# [WHAT YOU SHOULD DO]
Working from the line that contains "Target: black trousers" to the final line, transcribe each line exactly. No pictures belong in the copy.

# [Point-based annotation data]
• • •

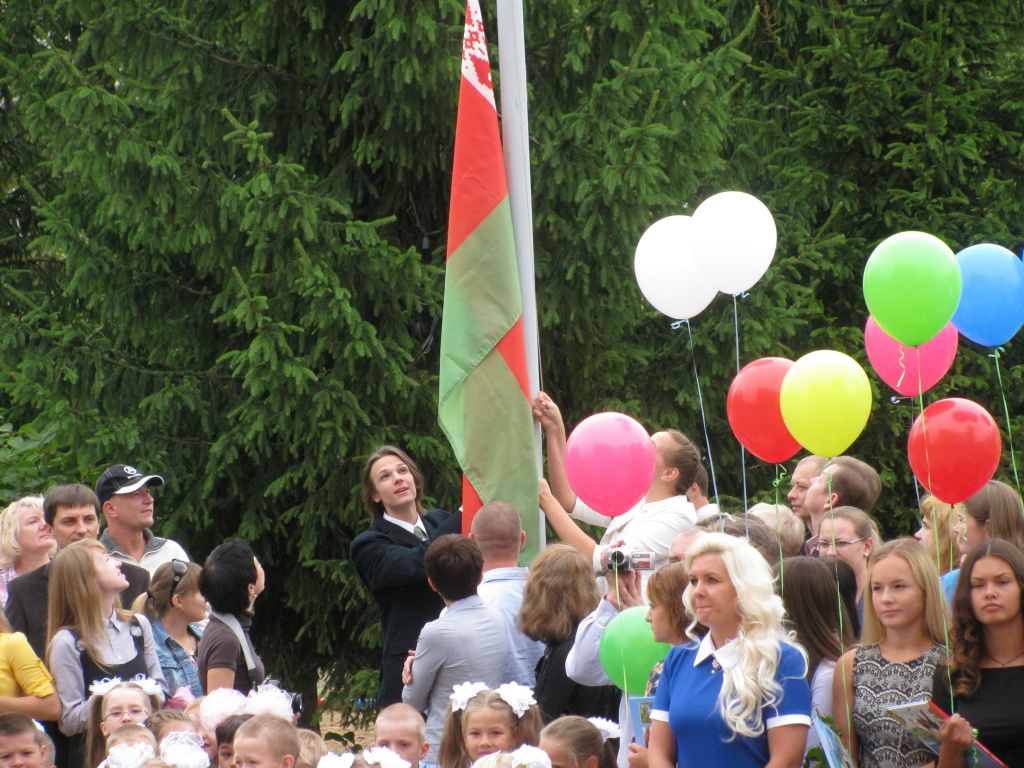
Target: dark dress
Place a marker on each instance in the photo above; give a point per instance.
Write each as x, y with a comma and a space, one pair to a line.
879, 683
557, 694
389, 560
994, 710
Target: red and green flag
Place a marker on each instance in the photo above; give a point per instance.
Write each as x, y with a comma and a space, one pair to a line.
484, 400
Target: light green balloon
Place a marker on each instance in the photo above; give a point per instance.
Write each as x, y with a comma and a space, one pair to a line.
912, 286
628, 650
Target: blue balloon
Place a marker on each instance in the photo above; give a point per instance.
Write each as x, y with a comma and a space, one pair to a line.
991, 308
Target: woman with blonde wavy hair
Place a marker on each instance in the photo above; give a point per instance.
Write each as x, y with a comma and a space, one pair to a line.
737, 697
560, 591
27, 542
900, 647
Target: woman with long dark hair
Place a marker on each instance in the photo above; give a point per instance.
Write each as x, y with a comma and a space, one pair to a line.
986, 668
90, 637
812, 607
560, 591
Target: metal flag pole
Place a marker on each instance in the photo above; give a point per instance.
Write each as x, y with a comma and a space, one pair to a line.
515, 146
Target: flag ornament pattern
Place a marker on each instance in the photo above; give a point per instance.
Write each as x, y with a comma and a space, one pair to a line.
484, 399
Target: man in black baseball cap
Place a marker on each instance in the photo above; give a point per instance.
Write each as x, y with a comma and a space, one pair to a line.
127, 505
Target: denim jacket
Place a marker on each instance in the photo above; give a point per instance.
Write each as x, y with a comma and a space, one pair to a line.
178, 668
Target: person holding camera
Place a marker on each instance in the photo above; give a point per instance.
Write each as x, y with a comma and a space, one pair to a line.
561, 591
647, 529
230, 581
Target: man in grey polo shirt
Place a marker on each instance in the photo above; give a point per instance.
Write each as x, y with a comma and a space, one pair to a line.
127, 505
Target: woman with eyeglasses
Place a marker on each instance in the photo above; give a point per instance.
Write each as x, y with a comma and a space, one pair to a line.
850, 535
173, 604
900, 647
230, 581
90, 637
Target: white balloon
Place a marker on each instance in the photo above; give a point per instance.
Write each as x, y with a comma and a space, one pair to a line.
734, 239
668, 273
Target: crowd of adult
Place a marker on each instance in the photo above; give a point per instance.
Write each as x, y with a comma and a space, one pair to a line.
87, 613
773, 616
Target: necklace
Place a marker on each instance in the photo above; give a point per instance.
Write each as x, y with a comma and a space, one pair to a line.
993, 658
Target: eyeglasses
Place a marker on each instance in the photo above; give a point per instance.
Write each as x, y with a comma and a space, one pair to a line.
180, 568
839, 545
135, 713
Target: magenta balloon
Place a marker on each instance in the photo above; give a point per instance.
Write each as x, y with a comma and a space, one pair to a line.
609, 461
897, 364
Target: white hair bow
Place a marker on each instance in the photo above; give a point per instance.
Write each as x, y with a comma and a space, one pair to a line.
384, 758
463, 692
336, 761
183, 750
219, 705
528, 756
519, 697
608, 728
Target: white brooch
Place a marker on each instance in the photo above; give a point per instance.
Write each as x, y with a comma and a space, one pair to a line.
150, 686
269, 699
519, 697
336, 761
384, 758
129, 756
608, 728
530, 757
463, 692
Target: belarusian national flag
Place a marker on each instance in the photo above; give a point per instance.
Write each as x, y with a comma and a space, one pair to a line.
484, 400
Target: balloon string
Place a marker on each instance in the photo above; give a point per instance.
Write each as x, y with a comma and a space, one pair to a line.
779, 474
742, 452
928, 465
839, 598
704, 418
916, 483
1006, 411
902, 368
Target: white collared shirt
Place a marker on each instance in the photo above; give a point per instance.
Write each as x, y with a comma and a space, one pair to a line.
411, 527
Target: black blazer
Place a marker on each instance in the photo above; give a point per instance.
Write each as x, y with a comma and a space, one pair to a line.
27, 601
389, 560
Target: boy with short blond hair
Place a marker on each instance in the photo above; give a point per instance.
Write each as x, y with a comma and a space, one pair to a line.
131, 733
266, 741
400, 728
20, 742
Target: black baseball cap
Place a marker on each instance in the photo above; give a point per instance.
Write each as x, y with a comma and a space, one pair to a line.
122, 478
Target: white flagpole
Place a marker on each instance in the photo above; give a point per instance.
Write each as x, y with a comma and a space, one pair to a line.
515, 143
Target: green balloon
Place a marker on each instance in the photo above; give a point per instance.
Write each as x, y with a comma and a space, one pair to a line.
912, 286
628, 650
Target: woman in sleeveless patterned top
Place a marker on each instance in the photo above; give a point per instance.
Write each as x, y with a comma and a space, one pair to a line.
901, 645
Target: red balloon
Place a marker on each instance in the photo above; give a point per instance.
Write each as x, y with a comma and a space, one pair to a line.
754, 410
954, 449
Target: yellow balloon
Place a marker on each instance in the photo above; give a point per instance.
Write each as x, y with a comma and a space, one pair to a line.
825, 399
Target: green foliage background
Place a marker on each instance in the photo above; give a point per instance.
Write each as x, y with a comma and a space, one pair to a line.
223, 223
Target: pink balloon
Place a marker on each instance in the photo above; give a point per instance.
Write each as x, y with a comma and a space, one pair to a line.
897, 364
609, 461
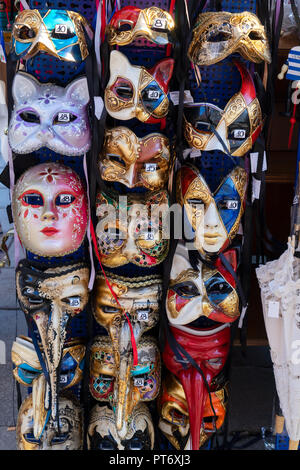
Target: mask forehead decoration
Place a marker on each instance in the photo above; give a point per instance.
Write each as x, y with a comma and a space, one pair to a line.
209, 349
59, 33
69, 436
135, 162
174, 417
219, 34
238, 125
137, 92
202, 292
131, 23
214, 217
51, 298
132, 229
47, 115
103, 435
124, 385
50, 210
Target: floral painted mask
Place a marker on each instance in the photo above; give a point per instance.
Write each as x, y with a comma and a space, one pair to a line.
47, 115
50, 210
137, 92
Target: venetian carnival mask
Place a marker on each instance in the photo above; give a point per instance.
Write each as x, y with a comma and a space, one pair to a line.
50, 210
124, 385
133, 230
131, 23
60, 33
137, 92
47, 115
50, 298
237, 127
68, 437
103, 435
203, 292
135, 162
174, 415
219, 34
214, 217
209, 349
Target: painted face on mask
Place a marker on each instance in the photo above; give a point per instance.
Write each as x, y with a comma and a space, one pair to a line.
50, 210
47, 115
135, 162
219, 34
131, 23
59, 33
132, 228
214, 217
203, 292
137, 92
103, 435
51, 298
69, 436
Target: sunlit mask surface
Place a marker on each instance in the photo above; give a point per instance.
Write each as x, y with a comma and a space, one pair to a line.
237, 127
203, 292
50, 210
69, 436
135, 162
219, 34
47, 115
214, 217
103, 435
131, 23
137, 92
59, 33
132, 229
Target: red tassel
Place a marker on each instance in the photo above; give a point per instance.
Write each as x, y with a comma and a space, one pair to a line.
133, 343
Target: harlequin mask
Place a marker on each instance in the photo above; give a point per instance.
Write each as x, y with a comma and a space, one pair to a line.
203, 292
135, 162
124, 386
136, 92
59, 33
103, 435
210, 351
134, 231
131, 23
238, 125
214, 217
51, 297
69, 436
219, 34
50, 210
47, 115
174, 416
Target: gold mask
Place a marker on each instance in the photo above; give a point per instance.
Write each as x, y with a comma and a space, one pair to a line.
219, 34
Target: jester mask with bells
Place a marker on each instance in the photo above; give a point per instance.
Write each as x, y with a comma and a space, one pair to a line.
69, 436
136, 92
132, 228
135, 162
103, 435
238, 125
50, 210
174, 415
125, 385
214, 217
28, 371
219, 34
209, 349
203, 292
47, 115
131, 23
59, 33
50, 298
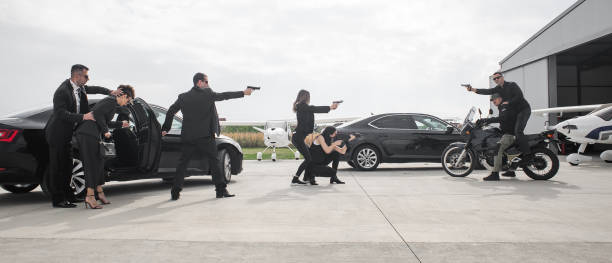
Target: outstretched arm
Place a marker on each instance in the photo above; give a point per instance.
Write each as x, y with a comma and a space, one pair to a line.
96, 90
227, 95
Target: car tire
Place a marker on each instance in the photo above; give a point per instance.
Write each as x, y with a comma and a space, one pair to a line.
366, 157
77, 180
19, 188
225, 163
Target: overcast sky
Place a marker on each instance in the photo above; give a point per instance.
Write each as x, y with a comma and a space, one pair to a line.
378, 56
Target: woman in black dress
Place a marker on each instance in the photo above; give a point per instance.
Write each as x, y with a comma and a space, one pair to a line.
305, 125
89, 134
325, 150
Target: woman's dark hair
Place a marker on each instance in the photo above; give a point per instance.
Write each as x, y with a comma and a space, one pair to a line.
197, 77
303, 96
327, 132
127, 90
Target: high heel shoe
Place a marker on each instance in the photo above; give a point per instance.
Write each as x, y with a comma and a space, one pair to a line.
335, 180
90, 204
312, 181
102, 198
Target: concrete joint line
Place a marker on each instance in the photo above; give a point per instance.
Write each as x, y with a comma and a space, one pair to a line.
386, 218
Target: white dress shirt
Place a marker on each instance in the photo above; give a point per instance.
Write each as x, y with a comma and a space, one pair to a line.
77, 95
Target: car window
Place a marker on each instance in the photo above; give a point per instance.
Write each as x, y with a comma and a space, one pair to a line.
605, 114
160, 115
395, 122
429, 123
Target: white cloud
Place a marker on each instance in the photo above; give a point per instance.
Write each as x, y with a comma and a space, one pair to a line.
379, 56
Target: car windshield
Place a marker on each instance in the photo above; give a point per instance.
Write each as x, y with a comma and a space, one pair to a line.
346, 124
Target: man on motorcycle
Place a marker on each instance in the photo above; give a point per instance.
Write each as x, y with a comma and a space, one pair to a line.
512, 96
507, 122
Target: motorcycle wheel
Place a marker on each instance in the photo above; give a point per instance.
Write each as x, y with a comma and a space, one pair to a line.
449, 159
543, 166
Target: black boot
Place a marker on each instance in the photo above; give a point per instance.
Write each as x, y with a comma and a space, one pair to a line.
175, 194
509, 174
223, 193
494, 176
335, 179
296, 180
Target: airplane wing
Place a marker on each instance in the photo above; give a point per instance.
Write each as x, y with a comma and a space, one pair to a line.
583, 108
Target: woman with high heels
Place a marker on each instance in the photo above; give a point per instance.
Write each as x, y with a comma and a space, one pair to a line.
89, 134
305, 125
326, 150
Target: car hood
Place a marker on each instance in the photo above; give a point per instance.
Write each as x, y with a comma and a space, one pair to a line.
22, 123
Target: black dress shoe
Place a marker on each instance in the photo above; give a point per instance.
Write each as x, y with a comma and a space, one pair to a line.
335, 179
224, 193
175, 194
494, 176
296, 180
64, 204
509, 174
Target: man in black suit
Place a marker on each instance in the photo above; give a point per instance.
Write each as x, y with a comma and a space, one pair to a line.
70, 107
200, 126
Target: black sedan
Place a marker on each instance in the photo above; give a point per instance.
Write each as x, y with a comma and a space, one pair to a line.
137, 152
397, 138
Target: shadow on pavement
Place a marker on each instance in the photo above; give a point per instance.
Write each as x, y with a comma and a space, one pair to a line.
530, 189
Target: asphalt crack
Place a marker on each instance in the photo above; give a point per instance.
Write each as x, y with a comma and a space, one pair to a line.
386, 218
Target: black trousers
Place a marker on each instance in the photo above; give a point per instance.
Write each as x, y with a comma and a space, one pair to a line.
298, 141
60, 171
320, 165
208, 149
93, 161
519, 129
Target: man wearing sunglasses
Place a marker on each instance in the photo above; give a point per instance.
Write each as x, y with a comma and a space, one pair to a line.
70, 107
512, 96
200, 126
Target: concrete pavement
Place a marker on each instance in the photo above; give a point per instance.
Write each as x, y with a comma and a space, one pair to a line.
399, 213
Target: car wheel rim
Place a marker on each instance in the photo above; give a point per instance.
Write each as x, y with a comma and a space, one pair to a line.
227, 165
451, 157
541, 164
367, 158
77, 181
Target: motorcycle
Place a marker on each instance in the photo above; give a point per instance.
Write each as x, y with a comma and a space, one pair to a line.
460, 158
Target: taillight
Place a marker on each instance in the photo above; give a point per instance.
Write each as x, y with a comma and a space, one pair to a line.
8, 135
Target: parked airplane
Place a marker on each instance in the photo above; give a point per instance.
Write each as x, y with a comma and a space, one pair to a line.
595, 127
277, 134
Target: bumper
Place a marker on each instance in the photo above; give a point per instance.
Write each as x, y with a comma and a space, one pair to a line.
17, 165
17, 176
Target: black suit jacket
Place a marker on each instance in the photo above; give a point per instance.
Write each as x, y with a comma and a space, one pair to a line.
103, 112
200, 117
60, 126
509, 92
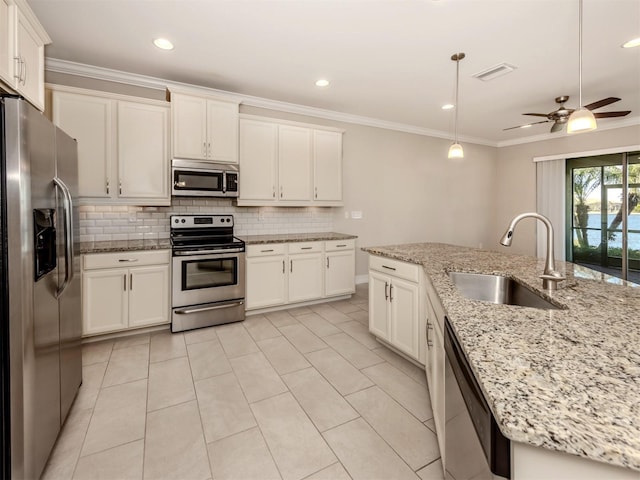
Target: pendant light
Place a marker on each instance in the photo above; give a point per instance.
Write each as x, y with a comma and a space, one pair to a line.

• • •

# [THE OUTPUT]
Target: black trousers
Place a marker on each instance in the photo above; give a point per instance.
Write each as x, y with a comma and a space, one pair to a line.
298, 141
60, 171
320, 165
208, 149
93, 161
519, 129
Target: man wearing sunglasses
Place a marker on each instance in the photo above; give a point per instance.
Write each as x, y with a comma and a space, one pair to a line.
70, 107
512, 96
200, 126
Target: concrete pavement
Place a marker on each instance in the photo above; give a point per instance.
Write each as x, y with a comma and a space, one pair to a line.
399, 213
Target: car wheel rim
Place a marker on each instance in the photo above; give a point per instance.
Write each as x, y with a comma and a space, one pair to a line.
227, 165
451, 157
541, 164
367, 158
77, 181
Target: motorcycle
Place a marker on each instance in the photo above; give a point per instance.
Write each as x, y with a comma and a space, one pair to a line.
460, 158
Target: taillight
Place a marker on each instance in the photo above; give a point per instance.
Write each as x, y with a comma and a space, one pair to a line.
8, 135
Target: parked airplane
Place a marker on each instance in the photo above; give a point per instance.
Write each as x, y with a comma and a space, one pair to a line.
595, 127
277, 134
Target: bumper
Place a marker on each instance in the photo above; give a point per instance.
Write each as x, y with a comma and a space, one pair to a line.
17, 165
17, 176
Target: black suit jacket
Place a marker on each instance in the photo above; give a point per instance.
Write each as x, y with a comma and a space, one pair to a line.
103, 112
200, 117
60, 126
509, 92
Target: pendant light
Place a marker on each instance in the photo above; give a point per instance.
Write each as x, y with a comma and a space, one pair to a line.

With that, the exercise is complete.